_Excerpted text_
-----

After seizing a motel entry card, officers also searched defendant's motel room. They located documentation relating to the vehicle and personal items of defendant. Officers did not find any paraphernalia to indicate that defendant was using methamphetamine. The most common way to ingest methamphetamine is to smoke it using a glass pipe, although it can be snorted or injected. However, officers did find 16 small plastic bags in the room consistent with those used to package methamphetamine.
DISCUSSION
I. The trial court did not abuse its discretion in denying defendant's motion for mistrial based upon the prosecution's discussion of evidence in its opening statement that was not ultimately presented during trial.
A. Background
Defendant moved to exclude any evidence of prior bad acts pursuant to Evidence Code section 1101. On May 10, 2021, defendant was found in possession of one ounce of methamphetamine during a traffic stop and denied that he personally used methamphetamine. Defendant claimed that he had the methamphetamine "just because." The prosecutor moved to admit the evidence pursuant to Evidence Code section 1101, subdivision (b) because defendant was driving the same car when methamphetamine was found again on June 9, 2021, and defendant denied personally using methamphetamine. The trial court granted the prosecutor's motion to admit evidence of defendant's prior bad act.
Prior to opening statements, the trial court instructed the jury as to certain principles of law, including that an opening statement is intended only to provide an overview of expected evidence, and admonished that "[n]othing that the attorneys say is evidence. In their opening statements and closing arguments, the attorneys will discuss the case, but their remarks are not evidence." During the prosecutor's approximately five-minute opening statement, he advised the jury that it would hear evidence that on May 10, 2021, defendant was stopped by law enforcement driving the same vehicle as on June 9, 2021, and an officer found one ounce of methamphetamine under the driver seat. When questioned, defendant told the officer that he did not use methamphetamine and possessed it "[j]ust because." The prosecutor stated that because of that prior stop, defendant hid the methamphetamine in a less accessible location on June 9, 2021.

-----

_Exercise_
Resume the court opinion on the methamphetamine possession case, starting right after its final sentence.

_Given entries_
-----

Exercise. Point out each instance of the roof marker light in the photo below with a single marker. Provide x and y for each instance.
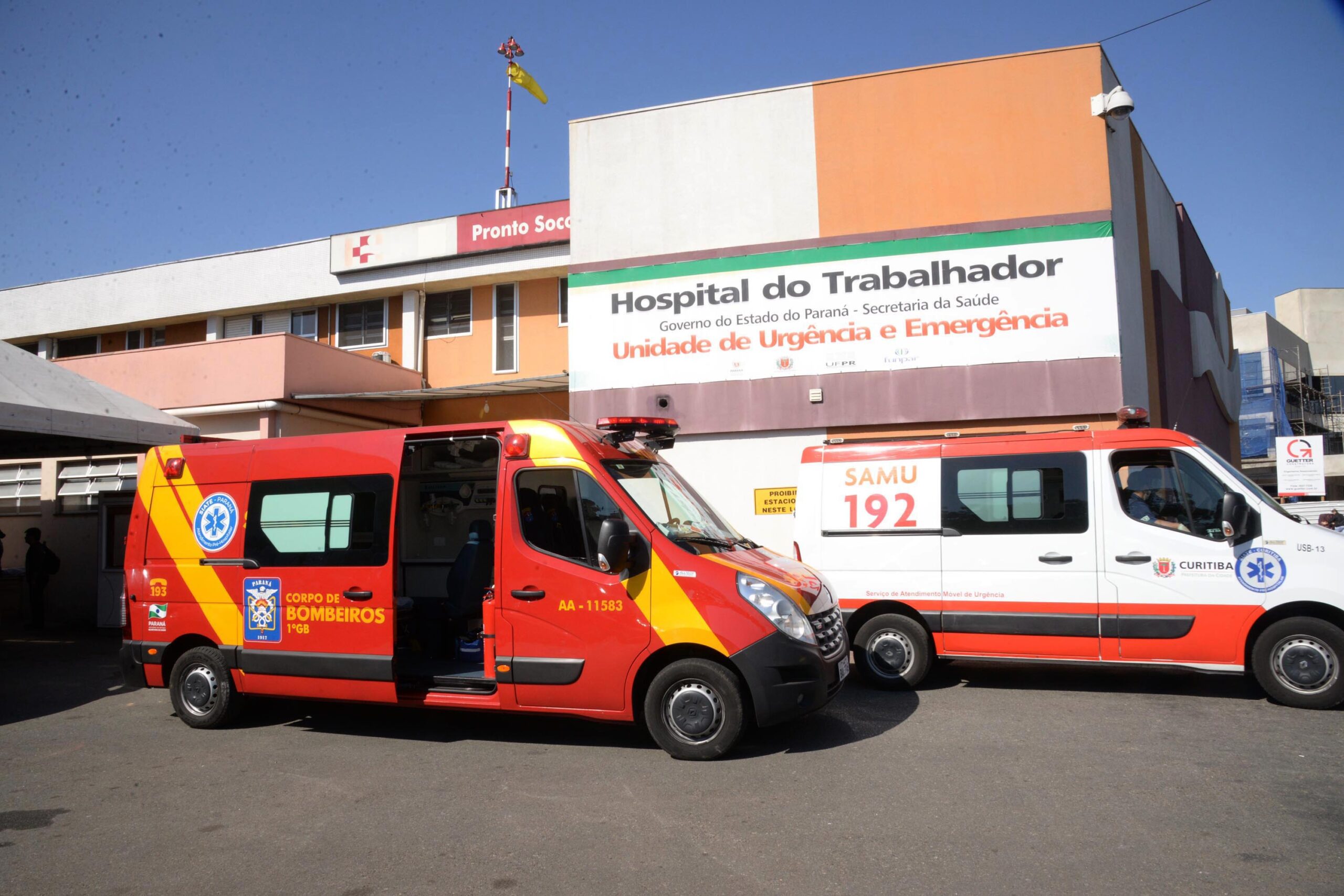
(1132, 417)
(517, 445)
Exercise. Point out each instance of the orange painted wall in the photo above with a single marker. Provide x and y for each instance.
(498, 407)
(188, 332)
(983, 140)
(542, 343)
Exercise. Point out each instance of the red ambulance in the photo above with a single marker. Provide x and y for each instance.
(527, 566)
(1131, 547)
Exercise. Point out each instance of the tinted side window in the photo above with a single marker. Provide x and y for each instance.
(1203, 498)
(561, 512)
(1015, 493)
(324, 522)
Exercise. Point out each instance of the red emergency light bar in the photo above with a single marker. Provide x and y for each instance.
(1132, 417)
(662, 430)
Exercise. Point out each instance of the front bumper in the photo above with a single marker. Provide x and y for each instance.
(132, 669)
(786, 678)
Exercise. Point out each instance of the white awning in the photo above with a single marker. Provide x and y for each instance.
(550, 383)
(47, 410)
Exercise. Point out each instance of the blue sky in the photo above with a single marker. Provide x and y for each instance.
(140, 132)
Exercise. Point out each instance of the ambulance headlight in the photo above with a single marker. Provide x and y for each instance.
(776, 606)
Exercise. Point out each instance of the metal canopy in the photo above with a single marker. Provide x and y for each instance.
(47, 410)
(550, 383)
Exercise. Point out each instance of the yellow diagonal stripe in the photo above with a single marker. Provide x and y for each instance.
(175, 524)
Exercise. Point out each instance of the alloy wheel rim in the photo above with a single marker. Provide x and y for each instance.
(200, 690)
(692, 711)
(1304, 664)
(890, 653)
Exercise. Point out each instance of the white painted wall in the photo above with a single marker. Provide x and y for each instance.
(659, 181)
(726, 469)
(282, 276)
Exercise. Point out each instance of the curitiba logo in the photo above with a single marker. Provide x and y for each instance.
(217, 520)
(1261, 570)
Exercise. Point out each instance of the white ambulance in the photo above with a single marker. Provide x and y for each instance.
(1133, 546)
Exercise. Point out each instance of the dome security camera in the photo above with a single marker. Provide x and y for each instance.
(1117, 104)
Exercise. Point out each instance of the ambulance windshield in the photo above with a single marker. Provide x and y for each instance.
(673, 505)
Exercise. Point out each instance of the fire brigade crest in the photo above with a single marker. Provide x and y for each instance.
(261, 610)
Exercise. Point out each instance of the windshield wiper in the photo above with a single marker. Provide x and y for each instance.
(704, 539)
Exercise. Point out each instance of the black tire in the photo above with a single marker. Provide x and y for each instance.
(893, 652)
(202, 690)
(1297, 662)
(694, 710)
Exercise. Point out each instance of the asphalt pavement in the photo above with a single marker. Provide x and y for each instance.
(991, 779)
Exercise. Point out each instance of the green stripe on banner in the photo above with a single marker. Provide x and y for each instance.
(949, 242)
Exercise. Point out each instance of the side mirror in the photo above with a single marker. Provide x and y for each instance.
(1234, 515)
(613, 544)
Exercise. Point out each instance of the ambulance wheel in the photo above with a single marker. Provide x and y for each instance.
(202, 690)
(1297, 661)
(893, 652)
(694, 710)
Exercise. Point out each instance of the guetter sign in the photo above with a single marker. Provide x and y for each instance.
(978, 299)
(1300, 461)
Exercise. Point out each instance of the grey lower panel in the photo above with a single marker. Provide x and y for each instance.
(1150, 628)
(361, 667)
(538, 671)
(1067, 625)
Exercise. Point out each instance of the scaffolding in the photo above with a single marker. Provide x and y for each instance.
(1281, 398)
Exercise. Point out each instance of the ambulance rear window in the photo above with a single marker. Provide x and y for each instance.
(320, 522)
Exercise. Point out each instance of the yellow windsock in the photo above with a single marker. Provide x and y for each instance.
(519, 76)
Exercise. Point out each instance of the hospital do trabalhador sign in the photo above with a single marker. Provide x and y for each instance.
(975, 299)
(1300, 461)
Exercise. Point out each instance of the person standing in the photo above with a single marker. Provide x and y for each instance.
(38, 567)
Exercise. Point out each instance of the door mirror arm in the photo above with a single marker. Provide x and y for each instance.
(613, 544)
(1234, 515)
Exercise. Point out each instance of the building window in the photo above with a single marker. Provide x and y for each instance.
(1015, 493)
(448, 313)
(506, 328)
(257, 324)
(20, 488)
(76, 347)
(304, 324)
(82, 481)
(362, 324)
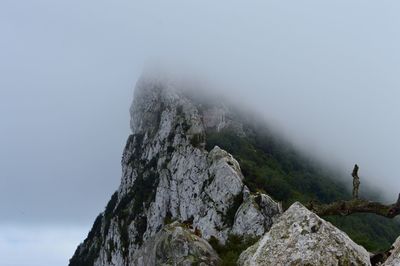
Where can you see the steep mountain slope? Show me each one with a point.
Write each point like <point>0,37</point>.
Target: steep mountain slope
<point>208,170</point>
<point>169,176</point>
<point>272,166</point>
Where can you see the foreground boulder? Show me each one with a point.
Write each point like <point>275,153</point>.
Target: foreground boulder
<point>300,237</point>
<point>394,257</point>
<point>176,245</point>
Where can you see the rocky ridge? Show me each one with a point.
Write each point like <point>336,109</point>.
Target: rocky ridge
<point>176,196</point>
<point>167,175</point>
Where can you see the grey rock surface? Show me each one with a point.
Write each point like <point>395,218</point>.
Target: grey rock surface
<point>300,237</point>
<point>394,258</point>
<point>176,245</point>
<point>167,174</point>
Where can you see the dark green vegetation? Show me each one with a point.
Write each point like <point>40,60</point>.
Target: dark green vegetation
<point>272,166</point>
<point>234,246</point>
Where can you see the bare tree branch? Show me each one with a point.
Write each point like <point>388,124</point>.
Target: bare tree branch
<point>345,208</point>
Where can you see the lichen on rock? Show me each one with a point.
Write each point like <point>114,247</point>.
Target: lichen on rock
<point>300,237</point>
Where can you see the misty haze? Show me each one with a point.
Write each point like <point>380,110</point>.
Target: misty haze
<point>233,121</point>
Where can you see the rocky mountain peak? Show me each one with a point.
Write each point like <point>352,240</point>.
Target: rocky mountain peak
<point>168,175</point>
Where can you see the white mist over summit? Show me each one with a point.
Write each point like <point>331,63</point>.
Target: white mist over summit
<point>326,74</point>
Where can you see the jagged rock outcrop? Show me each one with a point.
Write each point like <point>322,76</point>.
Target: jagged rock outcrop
<point>300,237</point>
<point>176,245</point>
<point>168,175</point>
<point>394,258</point>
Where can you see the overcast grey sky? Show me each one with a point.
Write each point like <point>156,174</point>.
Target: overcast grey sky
<point>326,72</point>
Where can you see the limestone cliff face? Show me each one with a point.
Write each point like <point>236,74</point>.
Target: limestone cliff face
<point>167,175</point>
<point>300,237</point>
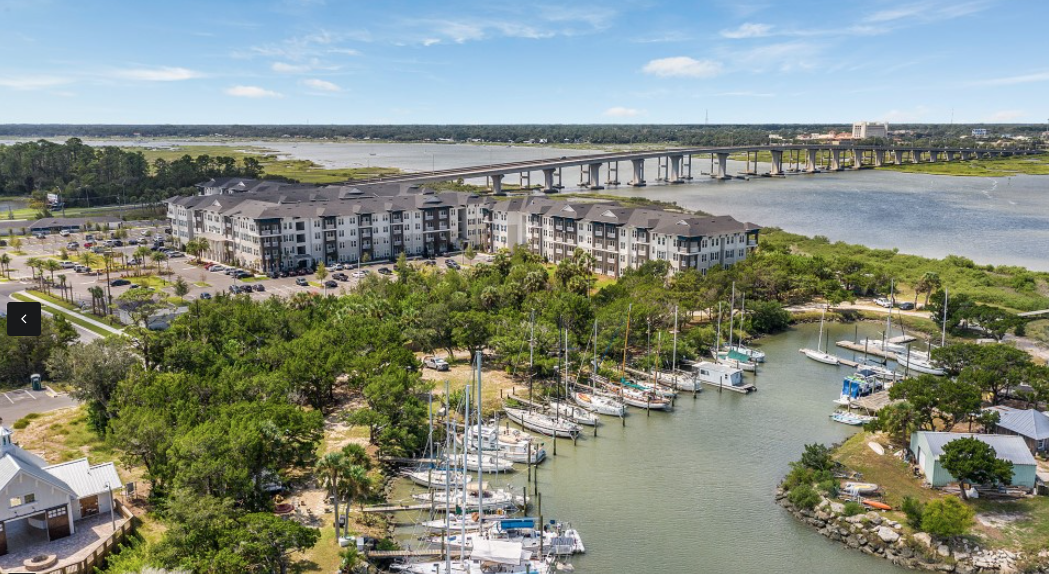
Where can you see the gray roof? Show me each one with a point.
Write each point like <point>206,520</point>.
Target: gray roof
<point>86,480</point>
<point>1007,447</point>
<point>1030,423</point>
<point>48,222</point>
<point>13,462</point>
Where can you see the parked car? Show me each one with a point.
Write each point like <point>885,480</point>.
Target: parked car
<point>436,363</point>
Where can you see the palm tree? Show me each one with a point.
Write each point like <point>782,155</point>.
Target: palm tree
<point>51,266</point>
<point>157,257</point>
<point>333,468</point>
<point>142,254</point>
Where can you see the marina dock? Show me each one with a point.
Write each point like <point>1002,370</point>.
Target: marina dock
<point>859,348</point>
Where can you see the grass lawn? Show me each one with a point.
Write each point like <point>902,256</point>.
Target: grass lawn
<point>75,315</point>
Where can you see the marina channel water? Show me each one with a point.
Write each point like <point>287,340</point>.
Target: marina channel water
<point>693,490</point>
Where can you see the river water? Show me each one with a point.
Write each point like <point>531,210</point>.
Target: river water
<point>692,490</point>
<point>999,220</point>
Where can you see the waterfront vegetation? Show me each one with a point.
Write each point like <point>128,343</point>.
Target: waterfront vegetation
<point>999,167</point>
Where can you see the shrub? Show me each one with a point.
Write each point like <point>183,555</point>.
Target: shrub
<point>804,496</point>
<point>853,508</point>
<point>829,487</point>
<point>914,509</point>
<point>946,517</point>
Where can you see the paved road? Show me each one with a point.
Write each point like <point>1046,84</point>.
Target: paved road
<point>16,404</point>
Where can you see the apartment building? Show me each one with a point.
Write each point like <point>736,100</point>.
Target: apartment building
<point>290,226</point>
<point>269,228</point>
<point>620,237</point>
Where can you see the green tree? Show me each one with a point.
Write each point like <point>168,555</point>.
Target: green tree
<point>182,288</point>
<point>971,461</point>
<point>946,517</point>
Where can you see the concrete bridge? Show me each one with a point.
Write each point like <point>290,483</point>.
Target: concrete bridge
<point>675,165</point>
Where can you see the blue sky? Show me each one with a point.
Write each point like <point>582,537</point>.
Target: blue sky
<point>402,62</point>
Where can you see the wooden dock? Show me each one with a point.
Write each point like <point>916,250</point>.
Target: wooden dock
<point>434,553</point>
<point>856,347</point>
<point>402,508</point>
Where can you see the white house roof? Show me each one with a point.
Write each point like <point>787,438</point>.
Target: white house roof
<point>86,480</point>
<point>1007,447</point>
<point>12,464</point>
<point>1028,423</point>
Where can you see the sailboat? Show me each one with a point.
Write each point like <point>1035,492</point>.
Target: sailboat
<point>732,358</point>
<point>751,355</point>
<point>819,355</point>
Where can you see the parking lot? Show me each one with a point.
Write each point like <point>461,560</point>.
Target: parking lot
<point>198,279</point>
<point>16,404</point>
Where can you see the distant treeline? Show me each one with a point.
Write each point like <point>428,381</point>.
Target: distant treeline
<point>595,133</point>
<point>85,175</point>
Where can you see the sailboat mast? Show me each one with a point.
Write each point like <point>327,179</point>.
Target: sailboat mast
<point>626,340</point>
<point>466,473</point>
<point>450,461</point>
<point>480,449</point>
<point>731,316</point>
<point>943,326</point>
<point>673,356</point>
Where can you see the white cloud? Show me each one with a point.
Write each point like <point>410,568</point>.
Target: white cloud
<point>157,75</point>
<point>284,67</point>
<point>33,82</point>
<point>747,30</point>
<point>619,111</point>
<point>252,91</point>
<point>683,66</point>
<point>1005,115</point>
<point>1010,80</point>
<point>321,85</point>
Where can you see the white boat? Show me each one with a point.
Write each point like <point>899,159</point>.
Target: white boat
<point>551,539</point>
<point>601,404</point>
<point>488,463</point>
<point>912,363</point>
<point>681,381</point>
<point>492,500</point>
<point>718,375</point>
<point>510,444</point>
<point>639,399</point>
<point>818,354</point>
<point>486,557</point>
<point>752,354</point>
<point>574,413</point>
<point>542,423</point>
<point>436,477</point>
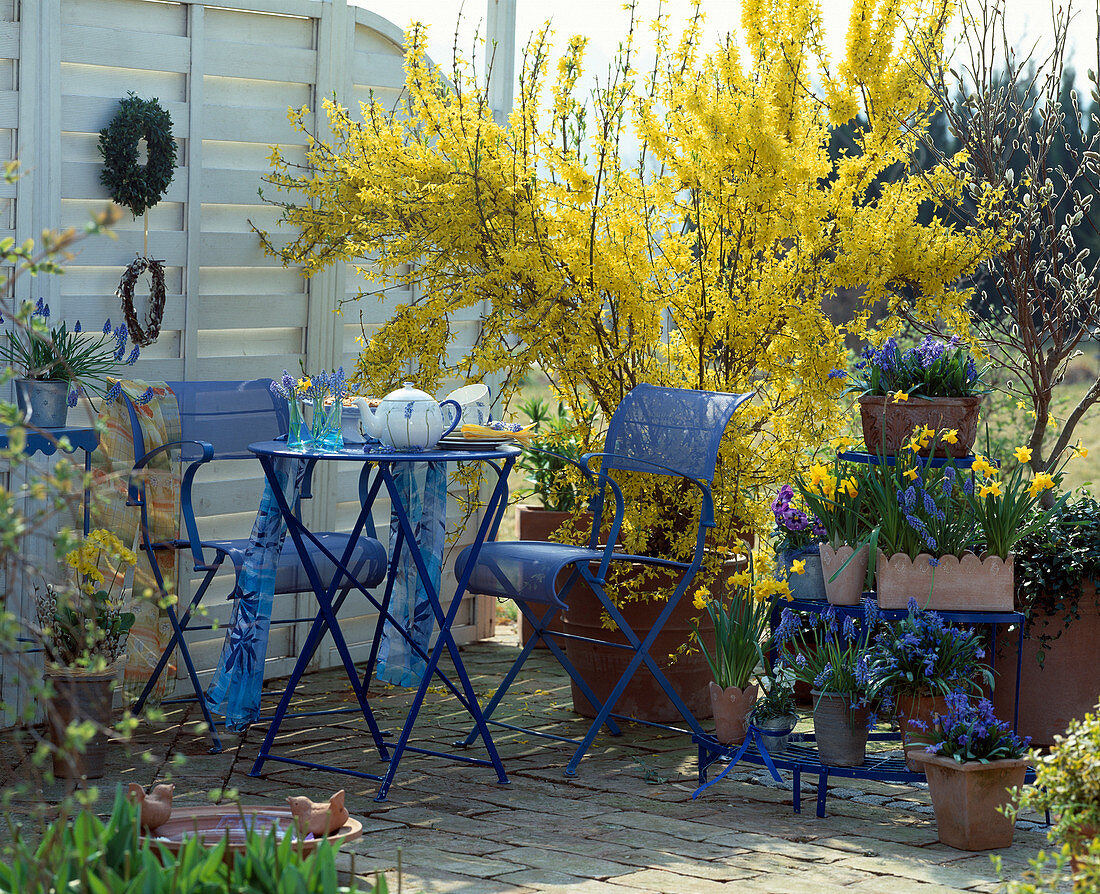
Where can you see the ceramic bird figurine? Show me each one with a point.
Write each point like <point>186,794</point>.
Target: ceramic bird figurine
<point>155,806</point>
<point>320,818</point>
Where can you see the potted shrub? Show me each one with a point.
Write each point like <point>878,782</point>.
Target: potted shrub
<point>1067,783</point>
<point>946,536</point>
<point>739,618</point>
<point>834,657</point>
<point>934,385</point>
<point>974,762</point>
<point>1057,566</point>
<point>920,661</point>
<point>56,364</point>
<point>835,496</point>
<point>84,626</point>
<point>774,715</point>
<point>798,540</point>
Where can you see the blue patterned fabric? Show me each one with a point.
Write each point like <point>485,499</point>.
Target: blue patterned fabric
<point>234,691</point>
<point>422,487</point>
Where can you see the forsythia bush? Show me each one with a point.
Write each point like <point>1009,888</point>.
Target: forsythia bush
<point>682,224</point>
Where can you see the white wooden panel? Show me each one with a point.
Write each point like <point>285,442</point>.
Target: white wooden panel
<point>233,58</point>
<point>162,18</point>
<point>141,50</point>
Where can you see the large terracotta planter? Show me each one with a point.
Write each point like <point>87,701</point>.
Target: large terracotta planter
<point>538,523</point>
<point>888,423</point>
<point>967,798</point>
<point>839,730</point>
<point>732,707</point>
<point>968,584</point>
<point>78,697</point>
<point>917,707</point>
<point>847,586</point>
<point>602,665</point>
<point>1065,686</point>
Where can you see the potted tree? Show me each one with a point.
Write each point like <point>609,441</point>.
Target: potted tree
<point>920,661</point>
<point>974,763</point>
<point>1057,566</point>
<point>84,626</point>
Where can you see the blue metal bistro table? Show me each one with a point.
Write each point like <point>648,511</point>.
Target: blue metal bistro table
<point>377,470</point>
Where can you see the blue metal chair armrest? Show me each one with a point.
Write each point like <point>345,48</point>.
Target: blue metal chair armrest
<point>136,494</point>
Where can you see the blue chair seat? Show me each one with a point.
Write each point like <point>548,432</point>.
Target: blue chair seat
<point>367,562</point>
<point>524,570</point>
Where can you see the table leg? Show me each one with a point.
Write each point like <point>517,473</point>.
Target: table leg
<point>446,619</point>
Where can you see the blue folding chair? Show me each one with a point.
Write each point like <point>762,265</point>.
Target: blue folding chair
<point>670,432</point>
<point>218,420</point>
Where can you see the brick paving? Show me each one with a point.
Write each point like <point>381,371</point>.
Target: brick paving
<point>625,824</point>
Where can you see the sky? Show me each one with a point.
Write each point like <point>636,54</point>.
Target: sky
<point>604,22</point>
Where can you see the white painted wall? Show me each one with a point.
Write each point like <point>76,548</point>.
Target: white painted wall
<point>227,70</point>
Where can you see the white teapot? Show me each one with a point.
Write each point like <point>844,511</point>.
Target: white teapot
<point>407,419</point>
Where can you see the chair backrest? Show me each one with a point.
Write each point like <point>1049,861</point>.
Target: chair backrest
<point>230,415</point>
<point>672,427</point>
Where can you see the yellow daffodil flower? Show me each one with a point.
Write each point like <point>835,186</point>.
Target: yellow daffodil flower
<point>1042,482</point>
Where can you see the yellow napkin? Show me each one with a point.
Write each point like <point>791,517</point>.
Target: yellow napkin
<point>473,432</point>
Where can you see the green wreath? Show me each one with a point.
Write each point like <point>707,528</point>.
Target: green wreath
<point>131,185</point>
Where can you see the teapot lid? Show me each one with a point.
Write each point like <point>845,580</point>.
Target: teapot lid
<point>409,393</point>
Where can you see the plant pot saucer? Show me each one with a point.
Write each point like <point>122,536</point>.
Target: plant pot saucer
<point>211,824</point>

-----

_Expected answer_
Defense counsel, in a three-minute opening statement, reminded the jury that the attorneys' statements are not evidence, nothing said by the prosecutor is evidence, the prosecutor's statements are just his expectation of the evidence to be presented, and to "make sure that [the prosecutor is] able to prove everything that he's discussed in his opening statement." After evidence as to the charged offenses concluded that day, the trial court continued the trial for five days.
When trial reconvened, the witness to the May 10, 2021 vehicle stop failed to appear for court, and the trial court denied the prosecutor's motion to continue the trial. Defendant moved for a mistrial, arguing that the prosecutor referred to the prior vehicle stop in his opening statement and the jury would be unable to set aside that information despite any instruction to do so by the court.
The trial court denied the motion for mistrial and advised the jury that no further evidence would be presented. The court instructed the jury prior to closing arguments as follows: "What the attorneys say is not evidence. Okay? The evidence is what you see in photographs, the exhibits, and what you hear from the witness stand. [¶] We put the case over from last week because the People had a witness that they expected to testify who has not testified. So, remember, it's only the witness's testimony that [is] the evidence. [¶] What the attorneys said in their opening statements is not evidence. Okay? You have to focus in on what you heard from the witness stand and what you see in the exhibits that were admitted into evidence. Okay? All right." The trial court then read the jury instructions, including CALCRIM No. 200, "Duties of Judge and Jury," which provided that the jury must decide the facts of the case based only upon the evidence presented at trial. The court also instructed the jury that the evidence is the sworn testimony of witnesses, the exhibits, and "anything else I tell you to consider as evidence" pursuant to CALCRIM No. 222. CALCRIM No. 222 also included the admonition that "[n]othing that the attorneys say is evidence. In their opening statements and closing arguments, the attorneys [will] discuss the case, but their remarks are not evidence.... Only the witnesses' answers are evidence."
Defense counsel argued to the jury that the evidence was not sufficient to establish that defendant possessed or transported the methamphetamine for sale.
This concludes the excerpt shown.